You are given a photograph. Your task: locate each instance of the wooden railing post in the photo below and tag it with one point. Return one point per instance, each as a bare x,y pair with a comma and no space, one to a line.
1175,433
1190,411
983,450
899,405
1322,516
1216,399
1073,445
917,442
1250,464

--

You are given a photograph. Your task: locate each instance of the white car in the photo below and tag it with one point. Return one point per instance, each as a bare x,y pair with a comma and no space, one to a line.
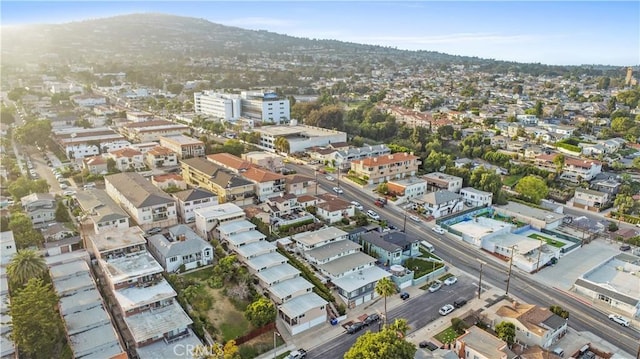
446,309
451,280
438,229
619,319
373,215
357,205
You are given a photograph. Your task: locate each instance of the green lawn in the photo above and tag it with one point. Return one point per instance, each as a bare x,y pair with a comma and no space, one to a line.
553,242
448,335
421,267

---

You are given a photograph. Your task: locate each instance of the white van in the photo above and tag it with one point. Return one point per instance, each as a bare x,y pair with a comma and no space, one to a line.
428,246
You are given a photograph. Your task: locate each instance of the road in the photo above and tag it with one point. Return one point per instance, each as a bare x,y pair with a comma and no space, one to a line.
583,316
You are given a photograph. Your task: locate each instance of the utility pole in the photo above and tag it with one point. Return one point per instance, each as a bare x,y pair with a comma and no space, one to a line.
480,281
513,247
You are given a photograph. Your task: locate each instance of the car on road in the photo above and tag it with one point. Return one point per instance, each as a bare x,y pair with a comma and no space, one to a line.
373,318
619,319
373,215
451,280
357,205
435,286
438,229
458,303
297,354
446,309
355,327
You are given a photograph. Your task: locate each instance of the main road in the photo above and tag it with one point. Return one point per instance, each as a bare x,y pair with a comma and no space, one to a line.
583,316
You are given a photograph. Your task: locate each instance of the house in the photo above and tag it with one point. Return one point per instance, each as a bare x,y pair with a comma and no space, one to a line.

* PROBLEM
Report each line of the entries above that contains the word "railing".

* TASK RESULT
You are given a photograph. Your task: locate each instance of the wooden railing post in the photo below and tag it with one point. Return one point per instance, each as a bare x,y pair with a comma and no space, one to a line.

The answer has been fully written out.